Task input start

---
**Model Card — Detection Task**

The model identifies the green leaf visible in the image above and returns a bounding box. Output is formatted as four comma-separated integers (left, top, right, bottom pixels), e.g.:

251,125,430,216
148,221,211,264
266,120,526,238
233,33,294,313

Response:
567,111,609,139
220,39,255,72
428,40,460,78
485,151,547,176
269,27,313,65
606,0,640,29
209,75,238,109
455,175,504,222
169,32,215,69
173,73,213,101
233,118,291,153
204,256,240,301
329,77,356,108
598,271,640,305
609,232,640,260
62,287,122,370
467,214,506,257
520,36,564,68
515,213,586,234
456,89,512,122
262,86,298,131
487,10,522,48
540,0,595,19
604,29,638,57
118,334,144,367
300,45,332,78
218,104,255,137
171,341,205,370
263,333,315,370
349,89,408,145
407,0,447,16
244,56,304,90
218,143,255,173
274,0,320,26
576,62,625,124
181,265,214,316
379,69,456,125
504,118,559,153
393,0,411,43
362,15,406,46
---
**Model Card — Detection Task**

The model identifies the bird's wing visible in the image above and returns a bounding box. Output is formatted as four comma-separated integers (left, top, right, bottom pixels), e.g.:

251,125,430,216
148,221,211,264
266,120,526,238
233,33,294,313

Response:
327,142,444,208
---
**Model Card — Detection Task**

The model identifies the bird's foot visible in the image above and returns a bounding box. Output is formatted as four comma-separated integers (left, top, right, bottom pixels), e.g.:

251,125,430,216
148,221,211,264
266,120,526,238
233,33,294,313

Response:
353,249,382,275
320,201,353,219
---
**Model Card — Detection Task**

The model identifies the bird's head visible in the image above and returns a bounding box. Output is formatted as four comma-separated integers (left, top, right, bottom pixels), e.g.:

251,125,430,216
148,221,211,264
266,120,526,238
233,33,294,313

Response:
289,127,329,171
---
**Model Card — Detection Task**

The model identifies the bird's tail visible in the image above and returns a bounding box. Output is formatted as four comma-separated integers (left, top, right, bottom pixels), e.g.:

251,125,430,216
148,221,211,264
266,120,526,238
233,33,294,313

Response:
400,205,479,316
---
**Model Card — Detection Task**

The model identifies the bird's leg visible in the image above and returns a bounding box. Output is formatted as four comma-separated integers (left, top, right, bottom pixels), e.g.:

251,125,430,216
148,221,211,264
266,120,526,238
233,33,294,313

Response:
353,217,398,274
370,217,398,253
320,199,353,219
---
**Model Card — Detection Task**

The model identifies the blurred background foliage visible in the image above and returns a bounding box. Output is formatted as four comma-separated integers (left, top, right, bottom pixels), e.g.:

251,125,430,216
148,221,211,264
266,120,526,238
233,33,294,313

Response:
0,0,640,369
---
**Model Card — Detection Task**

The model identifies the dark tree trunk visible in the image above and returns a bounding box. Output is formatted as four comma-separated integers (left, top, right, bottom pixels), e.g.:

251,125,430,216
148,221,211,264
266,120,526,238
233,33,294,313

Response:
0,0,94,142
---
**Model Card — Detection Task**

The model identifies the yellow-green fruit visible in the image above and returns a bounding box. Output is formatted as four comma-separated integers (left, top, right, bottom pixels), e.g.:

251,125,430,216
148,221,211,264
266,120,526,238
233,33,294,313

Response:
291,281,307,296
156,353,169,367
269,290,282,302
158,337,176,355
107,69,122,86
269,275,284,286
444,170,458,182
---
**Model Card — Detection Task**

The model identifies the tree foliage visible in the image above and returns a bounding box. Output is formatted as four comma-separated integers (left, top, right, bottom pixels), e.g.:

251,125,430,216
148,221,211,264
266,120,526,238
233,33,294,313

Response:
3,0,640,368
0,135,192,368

Task input end

Problem statement: Can you rewrite all of the material above, replacing every "comma-separated integers" with "comma-delimited whole numbers" and leaving everything else unchanged?

Solved exercise:
---
**Model Card — Detection Task**

The model identifies the green leaf visible in the image above and returns a bounding box. Output is formatted as four comma-delimited whole numbers (left, top, right, bottom pixels), e.g.:

251,125,430,216
148,221,211,264
266,120,526,238
233,33,294,313

Response:
567,111,609,139
220,39,255,72
428,40,460,78
485,151,547,176
269,27,313,65
606,0,640,29
209,75,238,109
455,175,504,222
169,32,215,69
173,73,213,101
233,118,291,153
204,256,240,301
329,77,356,108
598,271,640,305
609,232,640,260
62,287,122,370
467,214,506,257
520,36,564,68
515,213,586,234
456,89,512,122
262,86,298,131
487,10,522,48
540,0,595,19
604,29,638,57
118,334,144,367
300,45,332,78
218,104,255,137
171,341,205,370
263,333,315,370
349,89,408,145
407,0,447,16
244,56,304,90
218,143,255,173
274,0,320,26
576,62,625,124
181,265,214,316
379,69,456,125
504,118,559,153
393,0,411,43
362,15,406,46
---
**Model Card — Detection Task**

The model identifies the bird's wing visible in the image above and returns a bounding box. Output is formatted as four comma-delimited whole numbers (left, top, right, bottom pixels), e.g.:

251,125,430,216
148,221,211,264
266,120,526,238
233,33,294,313

Response:
327,142,444,208
---
**Model Card — Detection Task**

The model identifies the bird's foot visible in the image above and returns a bounding box. Output is formatted as four comma-delimited whole numbers (left, top, right, bottom pixels), e.g.:

251,125,430,216
148,221,211,264
266,120,526,238
233,33,294,313

Response:
353,249,382,275
320,201,353,219
---
**Model Card — Detection Task**

The model identifies the bird's head visible in the image above and returns a bounding box. Output is formatted as four comma-delimited whole numbers (left, top, right, bottom pixels), e.g.:

251,125,430,216
148,221,211,264
266,120,526,238
233,33,294,313

Response:
289,127,329,171
---
**Model Card — Detection Task**

The model identifies the bird's tail visible in the image above and returns a bounding box. Output is formatted as four comma-delimited whole numbers (left, top, right, bottom pixels), e.g.:

251,125,430,216
148,221,211,264
266,120,526,238
233,33,294,313

Response:
400,205,479,316
---
**Model Card — Detection Task**

The model identifies the bird's leg visible in the image above and returns a bounding box. Output is formatted as four comma-delimited whole numbers (left, top, right, bottom pixels), e.g.:

251,125,430,216
148,221,211,264
266,120,526,238
233,33,294,313

Response:
353,217,398,274
370,217,398,253
320,199,353,219
---
**Model Card — Detection Task**

The model identifies the blurred background foliage visible in the image above and returns a bounding box. Output is formatted as four comma-delimited whole numbers (left, top, right, bottom pixels), e.g.:

251,125,430,216
148,221,211,264
266,120,526,238
233,33,294,313

Response:
0,0,640,369
---
**Model Card — Detection Task**

The model identifies the dark tree trunk visible in the image above and returns a bounding box. Output is formatted as four comma-delimited whole numbers (left, top, right, bottom pixels), e.g.:

251,125,430,216
148,221,211,264
266,120,526,238
233,33,294,313

Response:
0,0,94,142
---
**Model Card — Detection Task**

The model identifies the yellow-green fruit visible in the image above and returns a bounding box. Output is formatted as four comma-delimited whole numbers (left, top, right, bottom pixels), e.g.:

251,125,430,216
148,221,211,264
266,120,526,238
233,33,294,313

Response:
291,281,307,296
156,353,169,367
269,290,282,302
158,337,176,355
107,69,122,86
269,275,284,286
444,170,458,182
---
**Model Card — Detection Task**

The model identifies the tree foliage visible in the image above and returns a bounding box. Output is formatted as four comma-delimited whole numbers (left, top, right, bottom pixels), e.g.:

251,125,430,216
148,221,211,264
266,120,526,238
233,33,294,313

Response:
3,0,640,368
0,135,192,368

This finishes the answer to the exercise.